:: INFORMATION PROVIDED ::
◇ ◇ ◇ ◇ ◇
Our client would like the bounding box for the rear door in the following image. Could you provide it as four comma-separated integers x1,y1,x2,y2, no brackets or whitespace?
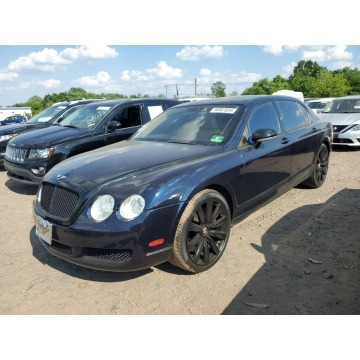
274,100,318,178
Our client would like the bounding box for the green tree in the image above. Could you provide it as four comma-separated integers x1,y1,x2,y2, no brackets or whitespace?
314,71,350,97
242,78,272,94
334,67,360,95
211,81,226,97
230,91,239,97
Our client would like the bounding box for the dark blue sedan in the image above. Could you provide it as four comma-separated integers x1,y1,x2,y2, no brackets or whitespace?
0,115,26,126
33,96,333,273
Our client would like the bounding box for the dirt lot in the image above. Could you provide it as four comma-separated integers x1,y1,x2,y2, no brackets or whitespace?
0,146,359,315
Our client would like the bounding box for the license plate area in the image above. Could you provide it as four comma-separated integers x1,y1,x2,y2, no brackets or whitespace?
35,215,53,245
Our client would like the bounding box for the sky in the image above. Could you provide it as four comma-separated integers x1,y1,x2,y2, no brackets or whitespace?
1,44,360,106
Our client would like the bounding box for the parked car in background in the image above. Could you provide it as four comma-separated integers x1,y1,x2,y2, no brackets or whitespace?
4,98,180,184
32,95,332,274
0,99,103,165
318,95,360,147
0,115,26,126
306,98,334,114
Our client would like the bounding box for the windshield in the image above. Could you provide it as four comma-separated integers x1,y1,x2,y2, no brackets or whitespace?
133,104,243,145
322,98,360,113
307,101,326,110
27,104,68,124
59,103,113,130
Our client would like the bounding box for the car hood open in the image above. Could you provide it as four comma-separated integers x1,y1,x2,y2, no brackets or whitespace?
44,140,222,191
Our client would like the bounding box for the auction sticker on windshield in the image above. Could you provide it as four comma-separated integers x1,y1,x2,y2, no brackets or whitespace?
210,107,237,114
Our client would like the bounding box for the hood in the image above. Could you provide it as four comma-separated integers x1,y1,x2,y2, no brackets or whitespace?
44,140,221,191
8,125,88,148
318,112,360,125
0,122,38,135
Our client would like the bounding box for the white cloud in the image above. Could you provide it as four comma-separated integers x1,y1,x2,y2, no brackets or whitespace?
200,68,211,76
36,79,62,89
302,45,352,62
0,72,18,81
282,62,297,77
261,45,284,55
7,45,118,72
176,46,225,61
73,71,112,87
329,61,353,70
122,61,182,81
229,71,262,83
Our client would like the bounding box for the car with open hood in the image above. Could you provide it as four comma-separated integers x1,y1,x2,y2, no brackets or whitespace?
◇ ◇ ◇ ◇ ◇
:: EXERCISE ::
Your copy must reproduce the entries above in full, without their pictures.

:: FINISHED TASK ::
Our client would like the bounding box for the rear door in the following image. Could you provide it as four comma-separated integers x1,y1,x2,y2, no brackets or whitespace?
274,100,318,178
Our client would like the bounding box for the green tree in the image above. Could you provide it as four comma-separated integers x1,y1,x2,y2, no brackets or whitespace?
314,71,350,97
242,78,272,94
334,67,360,95
211,81,226,97
230,91,239,97
Our client would like the bounding box for the dark blue sedan in the image above. Could you provide it as four comma-separated integers x1,y1,x2,y2, no brackets or whitespace?
0,115,26,126
33,96,333,273
Our client would like the bounding box for the dirt lot in the image above. Could you provide it as four comma-separated integers x1,y1,x2,y2, no brackets or whitespace?
0,146,359,315
Our client would like the bounding box for the license plate area in the image above. Could you provide it as four comma-separated integers x1,y1,x2,y2, no brackets or whitespace?
35,215,53,245
Our client would like the bounding box for the sky in the image above. Could you provide it as four comma-separated integers x1,y1,x2,y2, no brackets or whitespace?
1,44,360,106
Our client would like the bounding box for the parked car in background in the image above. Could you provide it as four comma-separated integers x1,y1,x2,y2, no brackets or whitespace?
4,98,180,184
32,95,332,274
0,99,103,165
318,95,360,147
0,115,26,126
306,98,334,114
Our client would like the bounding box for the windshield in the image above. Could you provide it as four comma-separated integers x1,y1,x2,y2, no brackets or whitespace?
133,104,243,145
322,98,360,113
307,101,326,110
27,104,68,124
59,103,113,130
Our client would like the bounding box for the car hood open in the image above. Could you provide it as four comma-separated integers x1,y1,x2,y2, no brackets or whitespace?
44,140,222,191
Our client would like the bounding box for the auction sticker on windshield in the image above. Could you provide it as four comma-separated integers x1,y1,x2,y2, no brackets or whitespace?
210,107,237,114
Our client would like the bounding box for the hood in the image above. Could you provide it as four comma-separated integers x1,y1,x2,y2, no brackets or whitespace?
44,140,221,191
8,125,88,148
318,112,360,125
0,122,38,135
Our client would like the bounding box for the white cloud in the image above. Could you provide it as four comma-separated integers x1,y1,x2,y2, no brackets or whitespace?
200,68,211,76
36,79,62,89
302,45,352,62
0,72,18,81
282,62,297,77
261,45,284,55
7,45,118,72
176,46,225,61
73,71,112,87
329,61,353,70
122,61,182,81
229,71,262,83
Our client would like the bounding box for the car with open hood in the image above. Could you provide it as four comma-separated integers x1,y1,x2,y2, no brackets or whitespace?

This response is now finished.